■ STATED GOAL
Copy out all of the data below word for word, but leave out the pictures.

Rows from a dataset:

----

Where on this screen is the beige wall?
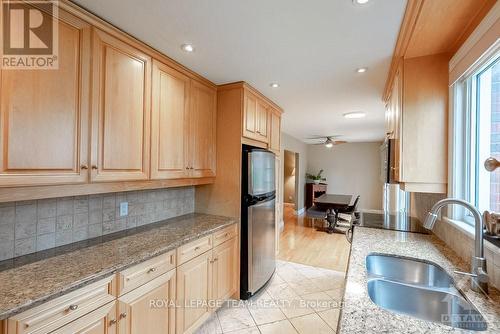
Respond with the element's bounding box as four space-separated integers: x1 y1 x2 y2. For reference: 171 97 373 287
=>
281 132 308 211
283 150 295 203
307 143 383 210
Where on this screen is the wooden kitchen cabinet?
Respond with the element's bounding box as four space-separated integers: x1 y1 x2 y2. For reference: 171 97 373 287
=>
386 54 449 193
0 10 91 187
151 61 190 179
91 30 151 182
117 269 176 334
176 250 213 334
51 301 118 334
213 238 239 300
242 91 269 143
188 80 217 177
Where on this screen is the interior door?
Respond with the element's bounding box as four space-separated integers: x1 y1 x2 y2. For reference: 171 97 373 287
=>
151 61 190 179
189 80 217 177
92 30 151 182
0 10 91 187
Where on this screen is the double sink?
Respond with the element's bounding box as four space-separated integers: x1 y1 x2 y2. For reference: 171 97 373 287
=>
366 253 488 331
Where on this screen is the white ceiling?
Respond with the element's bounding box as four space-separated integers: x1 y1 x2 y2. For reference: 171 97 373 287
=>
75 0 406 141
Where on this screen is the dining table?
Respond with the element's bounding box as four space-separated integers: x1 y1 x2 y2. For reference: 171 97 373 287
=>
314 194 353 234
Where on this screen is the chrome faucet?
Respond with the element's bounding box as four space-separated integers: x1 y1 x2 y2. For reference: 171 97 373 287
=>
424 198 489 293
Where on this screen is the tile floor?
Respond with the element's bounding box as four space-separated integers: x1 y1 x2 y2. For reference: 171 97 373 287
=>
196 261 345 334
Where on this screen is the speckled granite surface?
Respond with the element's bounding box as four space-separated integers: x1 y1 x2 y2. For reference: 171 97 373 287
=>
339 227 500 334
0 214 236 320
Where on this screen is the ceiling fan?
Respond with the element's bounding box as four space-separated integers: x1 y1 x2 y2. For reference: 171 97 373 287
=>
307 135 347 148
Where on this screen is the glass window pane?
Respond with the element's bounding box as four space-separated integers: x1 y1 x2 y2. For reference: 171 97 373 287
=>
472 58 500 212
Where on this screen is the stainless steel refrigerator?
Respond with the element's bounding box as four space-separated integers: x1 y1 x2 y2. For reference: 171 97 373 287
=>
240 145 276 299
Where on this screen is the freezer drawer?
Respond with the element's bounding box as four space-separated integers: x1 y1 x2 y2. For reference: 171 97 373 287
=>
247 199 276 294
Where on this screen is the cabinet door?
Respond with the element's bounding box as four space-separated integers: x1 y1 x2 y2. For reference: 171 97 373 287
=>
51 301 117 334
256 100 269 143
269 111 281 155
213 238 239 300
92 30 151 181
151 61 190 179
243 91 258 139
0 10 91 187
118 269 176 334
189 80 217 177
176 251 213 334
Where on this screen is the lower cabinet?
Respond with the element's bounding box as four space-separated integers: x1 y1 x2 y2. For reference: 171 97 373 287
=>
51 302 117 334
0 225 239 334
176 250 213 333
212 238 239 300
117 269 176 334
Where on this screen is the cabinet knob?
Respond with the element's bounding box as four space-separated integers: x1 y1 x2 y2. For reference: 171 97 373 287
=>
68 304 78 311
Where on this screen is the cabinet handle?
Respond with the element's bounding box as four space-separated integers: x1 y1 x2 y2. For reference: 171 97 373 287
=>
68 304 78 311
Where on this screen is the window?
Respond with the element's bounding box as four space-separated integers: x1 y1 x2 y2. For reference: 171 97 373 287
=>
452 51 500 222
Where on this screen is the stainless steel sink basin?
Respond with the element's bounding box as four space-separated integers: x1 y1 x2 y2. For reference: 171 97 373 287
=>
366 254 488 331
366 254 453 288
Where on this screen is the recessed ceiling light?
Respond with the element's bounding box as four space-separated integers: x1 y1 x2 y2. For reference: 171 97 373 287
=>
352 0 370 5
181 44 194 52
344 111 366 119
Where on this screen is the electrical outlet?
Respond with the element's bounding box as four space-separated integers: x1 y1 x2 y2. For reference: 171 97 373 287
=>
120 202 128 217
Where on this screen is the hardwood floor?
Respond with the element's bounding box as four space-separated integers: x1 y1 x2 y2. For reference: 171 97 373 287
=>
278 206 351 272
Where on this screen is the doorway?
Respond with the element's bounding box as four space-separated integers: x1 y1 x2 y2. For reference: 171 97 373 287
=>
283 150 300 212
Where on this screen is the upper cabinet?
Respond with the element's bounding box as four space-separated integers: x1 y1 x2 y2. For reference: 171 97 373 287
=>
188 80 217 177
151 61 191 179
386 54 449 193
242 90 269 143
0 10 91 187
92 30 151 181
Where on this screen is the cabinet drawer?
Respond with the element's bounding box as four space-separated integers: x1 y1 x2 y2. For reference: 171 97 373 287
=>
213 224 238 247
118 250 175 296
177 235 212 265
7 277 115 334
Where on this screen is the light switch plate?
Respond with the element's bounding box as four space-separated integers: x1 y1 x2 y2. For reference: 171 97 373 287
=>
120 202 128 217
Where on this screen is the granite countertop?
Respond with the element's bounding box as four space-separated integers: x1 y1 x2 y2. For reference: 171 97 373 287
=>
339 227 500 334
0 214 236 320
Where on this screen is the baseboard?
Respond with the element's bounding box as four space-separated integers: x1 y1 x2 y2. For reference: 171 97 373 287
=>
293 207 306 216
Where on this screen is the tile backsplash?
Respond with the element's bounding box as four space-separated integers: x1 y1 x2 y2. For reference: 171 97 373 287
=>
0 187 195 261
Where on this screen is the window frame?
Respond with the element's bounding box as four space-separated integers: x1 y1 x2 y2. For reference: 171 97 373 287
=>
447 41 500 225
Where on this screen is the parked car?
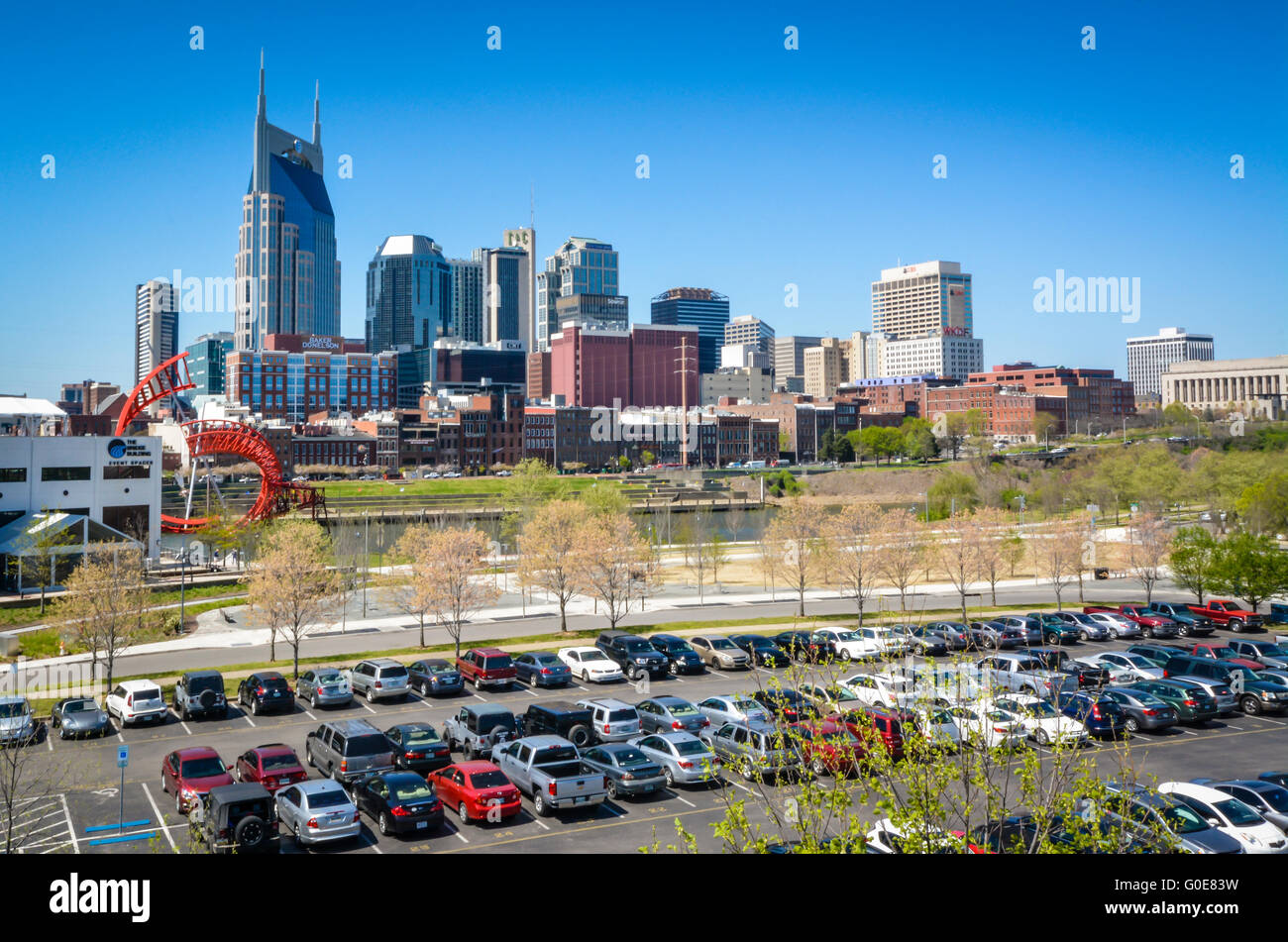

----

■ RESULT OF THIS TASK
Where on this screen is the beige wall?
Respond with the element's bounding box as four space-separated integers: x1 y1 x2 y2. For reference: 171 97 373 287
=>
281 132 308 211
283 150 295 203
307 143 383 210
Where on this screen is the wooden kitchen cabinet?
Respond with the element's bounding box as four space-separated integers: x1 y1 x2 y2. For reference: 171 97 373 287
=>
386 54 449 193
0 10 91 187
151 61 190 179
91 30 151 182
117 269 176 334
176 250 213 334
51 301 118 334
213 238 239 300
242 91 269 143
188 80 217 177
Where on this screen is the interior door?
Respond with the element's bounding box as four space-separated integers: x1 y1 x2 y2. For reference: 171 97 373 287
=>
151 61 190 179
189 80 217 177
92 30 151 182
0 10 91 187
Where on this screen is the double sink?
Respond with the element's bounding box as four space-separated integers: x1 y1 x2 y2. For reference: 171 97 373 287
=>
366 253 488 331
Where on this screen is the white ceiling?
Respond with the element's bounding box as four space-separated integers: x1 y1 x2 y2. For reference: 171 97 373 287
=>
75 0 406 141
Where on this screen is the dining table?
Respond with the element's bounding box as four space-separated integers: x1 y1 x2 y2. For reference: 171 97 373 287
=>
314 194 353 234
Where on this screen is the chrome faucet?
Respond with the element's bounding box as four space-separated integers: x1 y1 x2 y2. For reference: 171 97 373 287
=>
424 198 489 293
Where on this screen is the tile floor?
Respond with the element's bounding box as four space-separated integers: x1 y1 x2 y2. For reference: 171 97 373 287
=>
196 261 345 334
Where on this screen is the speckled granite surface?
Respond with the element's bounding box as four space-separated integers: x1 y1 x2 y2. For reference: 171 97 373 287
=>
339 227 500 334
0 214 236 320
Where on this screen is the ceiling fan?
Respond with the element's bounding box as four space-separated integers: x1 y1 x2 y2. For reference: 171 97 373 287
=>
307 135 347 148
Where on this screen is the glass window pane?
Respond with the element's bounding box as four space-separated integers: x1 y1 x2 y2. For reference: 171 97 373 287
=>
472 58 500 212
Where on this screen is the stainless steel refrigerator?
Respond with the element's bounding box as four space-separated integers: x1 y1 x2 y2. For reference: 171 97 373 287
=>
240 145 276 299
Where on this screen is the freezer drawer?
Respond with the element's bounding box as four space-separated integers: x1 y1 x2 y2. For reference: 171 97 373 287
=>
247 199 276 294
Where on this screen is the cabinet door?
Respond with the element's bounding box as four space-separated integers: x1 y1 x2 y2. For reference: 171 97 373 287
=>
51 301 117 334
256 100 269 143
269 111 281 155
213 238 239 300
92 30 151 181
151 61 190 179
243 91 258 139
0 10 91 187
118 269 176 334
189 80 217 177
176 251 213 334
Where on this screen is the lower cabinet?
Respond with the element's bounding box as four space-separated integers: x1 y1 x2 y2. For reference: 171 97 373 287
=>
51 302 117 334
0 225 239 334
176 250 213 333
212 238 239 300
117 269 176 334
Where on this screen is the cabinet knob?
Respond with the element's bounding box as four space-separated integers: x1 y1 x2 y2. For reference: 171 97 373 287
=>
68 304 78 311
Where on this screen is the cabinet handle?
Respond with the element's bounding box as four space-separated integers: x1 y1 x2 y2. For reference: 171 97 373 287
=>
68 304 78 311
Where on this screen is the window?
Respond with the element's bounding box as four space-separated integers: x1 y1 x2 y2. For reference: 171 97 373 287
=>
452 51 500 222
Where on this screen is the stainless steel sink basin?
Respond with the element's bounding box as four space-separated integers: x1 y1 x2 y2. For reference: 171 97 373 287
=>
366 254 488 331
366 254 453 288
Where on this screen is the recessed ceiling light?
Respond with the element's bounding box as four space-separated integers: x1 y1 x2 y2. For reference: 171 97 373 287
=>
352 0 370 5
181 44 194 52
344 111 366 119
Where on this screen is the electrical outlet?
Respond with the element's bounding box as four space-separated integers: x1 y1 x2 y2. For reference: 171 97 373 287
=>
120 202 128 217
Where on this screen is the hardwood floor?
Respond with the element's bounding box as four space-separated integers: x1 y1 x2 y2. For reference: 171 97 373 287
=>
278 206 351 272
Where on this screen is the doorway?
Respond with the element's bounding box as four space-separated integers: x1 y1 x2 y2. For reference: 171 97 373 287
=>
283 150 300 212
Where on this screen is the upper cabinet?
Respond with the element's bounding box as four space-separated integers: x1 y1 x2 y2. For reference: 171 97 373 287
=>
188 80 217 177
151 61 191 179
386 54 449 193
242 90 269 143
0 10 91 187
92 30 151 181
Where on this screen is the cabinet drawer?
Respond with the element's bounding box as four space-separated integers: x1 y1 x2 y2. For reference: 171 97 373 287
=>
213 224 238 247
118 250 175 296
177 235 212 265
7 277 115 334
Where on this screen is the light switch plate?
Respond with the element's bounding box as four space-separated integers: x1 y1 x2 y2. For reference: 171 97 373 287
=>
120 202 128 217
Where on this screen is the granite countertop?
Respond with the element's bounding box as four space-separated integers: x1 y1 x2 y2. For reference: 171 97 373 287
=>
339 227 500 334
0 214 236 320
Where on this screen is the baseboard?
Respond with the element's bounding box as four space-separated integers: x1 y1 x2 y2. For reference: 171 97 373 287
=>
293 207 306 216
Where on this screen is the tile backsplash?
Respond with the element's bounding box as four space-separated integers: x1 y1 x2 y2. For reference: 171 97 373 287
=>
0 187 195 261
Where on this screen is the window frame?
Respond with the element's bounding box as four space-separated integers: x1 y1 x2 y2. For reference: 171 97 373 287
=>
447 41 500 225
Where on this screen is the parked car?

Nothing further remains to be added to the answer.